Man kann nicht sagen, dass BRAND NEW einem bestimmten Stil treu geblieben wären. Ganz sicher haben Jesse Lacey, Vinnie Accardi, Garrett Tierney und Brian Lane aber auch immer das gemacht, wonach ihnen gerade ist. Auf ihrem Debüt ist das noch LIFETIME-ähnlicher Punkrock, zwei Alben später sind es dann verzaubernde, sperrige und atmosphärische Songs, die man nicht einordnen mag, da die passende Beschreibung fehlt. Wäre da nicht Laceys Stimme, könnte man meinen, dass es sich bei „Daisy“ um das fantastische Debüt einer aufstrebenden extrem ambitionierten Band handelt. Und nach „The Devil And God Are Raging Inside Me“ von 2007 hatte es sich die Formation aus Long Island selbst schwer gemacht, sich noch einmal übertreffen zu können. Allerdings haben sie es noch nicht einmal versucht, sondern gleich wieder etwas komplett anderes veröffentlicht. „Daisy“ ist laut und roh, ohne dabei diese anscheinend typischen BRAND NEW Pop-Momente auszulassen, die den Hörer immer wieder ins Boot holen. Im folgenden einige klärende Worte dazu von Frontmann Jesse Lacey.

Im Gegensatz zu dem ausschweifenden Titel „The Devil And God Are Raging Inside Me“, der ja auf die Schizophrenie eines Bekannten von euch zurückzuführen ist, erscheint „Daisy“ ja wirklich banal kurz.

Erfasste Daten:
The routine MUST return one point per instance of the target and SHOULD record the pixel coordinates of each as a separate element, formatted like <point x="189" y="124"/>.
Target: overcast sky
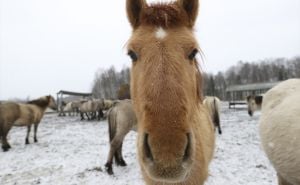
<point x="49" y="45"/>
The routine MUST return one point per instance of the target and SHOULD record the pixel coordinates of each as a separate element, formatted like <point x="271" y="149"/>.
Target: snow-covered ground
<point x="73" y="152"/>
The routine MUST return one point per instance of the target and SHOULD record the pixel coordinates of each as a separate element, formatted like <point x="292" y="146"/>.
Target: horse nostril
<point x="147" y="149"/>
<point x="187" y="152"/>
<point x="250" y="113"/>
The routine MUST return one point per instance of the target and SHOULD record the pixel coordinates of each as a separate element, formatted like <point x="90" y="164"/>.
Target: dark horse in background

Aufgaben:
(A) Gib aus dem Text über BRAND NEW den Abschnitt von „Im Gegensatz zu“ bis einschließlich „wirklich banal kurz.“ wortgetreu wieder.
(B) Woher stammt die Band laut dem Text über BRAND NEW?
(C) Wie könnte der Text über BRAND NEW nach seinem letzten Satz weitergehen? Setze ihn fort.
Die Einträge werden hier nicht gebraucht.

Lösungen:
(A)
Im Gegensatz zu dem ausschweifenden Titel „The Devil And God Are Raging Inside Me“, der ja auf die Schizophrenie eines Bekannten von euch zurückzuführen ist, erscheint „Daisy“ ja wirklich banal kurz.

(B) Aus Long Island.

(C)
Eigentlich hat ein Albumtitel bei uns keine so große Bedeutung. Es steht schon gar nicht zur Debatte, nur deswegen einen längeren Titel zu nehmen, um damit Aufmerksamkeit zu erregen. So etwas entsteht ja immer im Kontext mit anderen Dingen, während wir uns mit dem Album beschäftigen, und dieses Mal gefiel uns „Daisy“ einfach am besten. Da gab es dann auch gar keine Diskussionen.

Wenn ich mir die Texte so anschaue, habe ich das Gefühl, dass das Album einen sehr starken religiösen Hintergrund hat. Ihr spielt viel mit der Beziehung zwischen einem Gott und dem Menschen. War das beabsichtigt?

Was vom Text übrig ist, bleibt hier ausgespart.